* Data lines:

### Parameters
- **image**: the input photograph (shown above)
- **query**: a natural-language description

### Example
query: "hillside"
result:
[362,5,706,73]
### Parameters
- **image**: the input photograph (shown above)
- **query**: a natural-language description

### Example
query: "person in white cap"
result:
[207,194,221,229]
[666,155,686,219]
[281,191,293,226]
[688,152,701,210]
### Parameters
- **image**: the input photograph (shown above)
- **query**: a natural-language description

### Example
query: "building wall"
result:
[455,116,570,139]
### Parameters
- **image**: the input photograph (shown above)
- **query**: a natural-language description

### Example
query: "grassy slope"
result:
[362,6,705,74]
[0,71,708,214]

* What needs to be done:
Copy all of the records above verbatim, line for line.

* Exercise result:
### Parameters
- **image**: the input photograph (shown above)
- **query**: a natural-language description

### Example
query: "hillside"
result:
[362,5,706,73]
### Parameters
- **image**: the input photograph (shown above)
- **query**: a natural-language description

### Example
query: "person in white cap"
result:
[207,194,221,229]
[666,155,686,219]
[281,191,293,226]
[688,152,701,210]
### Parameters
- **image**: the input photograph (shown above)
- **query**: a natural-language description

### Example
query: "building wall"
result:
[455,116,570,139]
### Parameters
- **image**: the input photograph (shown above)
- **query**: a natural-language description

### Example
query: "grassy slope"
result:
[362,6,705,74]
[0,71,708,214]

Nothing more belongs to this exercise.